- _STUDY TEXT_
• • • • •
Good morning, everyone, and welcome to our live blog, sponsored by Bloomberg Law.
We are expecting only opinions in argued cases this morning. As is almost always the case, we don't know which ones we are getting, but we will relay them to you as we learn about them from our reporter, Lyle Denniston.
Here are the cases that are left. From January: NLRB v. Noel Canning (recess appointments), McCullen v. Coakley (abortion clinic buffer zones), and Harris v. Quinn (public employee unions).
From March: Hobby Lobby (contraception mandate) and Fifth Third v. Dudenhoffer (fiduciary obligations).
From April: ABC v. Aereo (internet TV streaming) and the two cellphone privacy cases.
Good morning from the Court's press room.
This will be a two-box opinion day.
Waiting for Lyle to come and tell us which opinion is first.
Here's Lyle. First opinion by Breyer. Fifth Third.
The decision of the Sixth Circuit is vacated and remanded. Unanimous.
Breyer will have another opinion, Lyle reports.
• • • • •
(Dataset entries)
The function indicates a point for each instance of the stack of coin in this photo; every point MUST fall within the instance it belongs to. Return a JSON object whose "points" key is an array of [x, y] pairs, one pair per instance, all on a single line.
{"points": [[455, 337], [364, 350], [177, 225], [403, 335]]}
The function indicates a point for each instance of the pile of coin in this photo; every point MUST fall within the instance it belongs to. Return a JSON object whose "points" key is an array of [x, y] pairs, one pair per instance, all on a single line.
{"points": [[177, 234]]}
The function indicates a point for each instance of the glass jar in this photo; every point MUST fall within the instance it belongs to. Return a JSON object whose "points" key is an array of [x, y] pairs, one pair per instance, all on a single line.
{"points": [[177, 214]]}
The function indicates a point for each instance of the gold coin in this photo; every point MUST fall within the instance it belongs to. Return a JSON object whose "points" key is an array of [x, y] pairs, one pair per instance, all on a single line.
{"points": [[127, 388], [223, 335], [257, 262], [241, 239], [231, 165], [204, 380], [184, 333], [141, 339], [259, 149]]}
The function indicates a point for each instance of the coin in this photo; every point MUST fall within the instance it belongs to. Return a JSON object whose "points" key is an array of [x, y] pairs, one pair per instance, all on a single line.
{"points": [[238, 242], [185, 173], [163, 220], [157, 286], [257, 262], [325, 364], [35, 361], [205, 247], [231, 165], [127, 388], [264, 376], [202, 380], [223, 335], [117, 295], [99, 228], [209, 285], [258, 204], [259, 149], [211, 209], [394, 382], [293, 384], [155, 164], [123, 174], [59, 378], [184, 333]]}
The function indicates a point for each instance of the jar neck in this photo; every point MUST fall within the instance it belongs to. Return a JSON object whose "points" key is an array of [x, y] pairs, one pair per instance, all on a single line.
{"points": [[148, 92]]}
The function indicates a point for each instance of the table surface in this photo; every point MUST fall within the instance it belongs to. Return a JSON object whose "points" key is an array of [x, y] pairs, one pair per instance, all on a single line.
• • • • •
Write the next part of the live blog on the Supreme Court's opinion day, picking up after its final entry. The records are separate material, unrelated to the Supreme Court live blog.

The Court holds that the fiduciaries of an employee stock option plan are not entitled to any presumption of prudence in the investment decisions made by the plan administrator.
They are subject to the same duty of prudence that applies to ERISA fiduciaries in general, except that they need not diversify the fund's assets.
The Court also indicates that on remand, the Sixth Circuit should reconsider whether the complaint states a claim by applying the pleading standard as discussed in Iqbal and Twombly.
Waiting to hear what else Justice Breyer has for us today. It's unanimous, so we should know fairly soon, I hope.
The latter holding in Fifth Third makes clear that ESOP fiduciaries can't be expected to violate insider trading laws.
Still waiting for Lyle. Am afraid that if I start answering questions, he will come back on the line.
Here's Lyle. Second opinion is Aereo
ABC v. Aereo. The opinion is 6-3. Decision of the Second Circuit is reversed.
Aereo performs petitioner's works publicly within the meaning of the transmit clause of the Copyright Act.
Scalia dissents, joined by Thomas and Alito.
Scalia says in dissent that he concludes that Aereo does not perform at all.
We do expect additional opinions today.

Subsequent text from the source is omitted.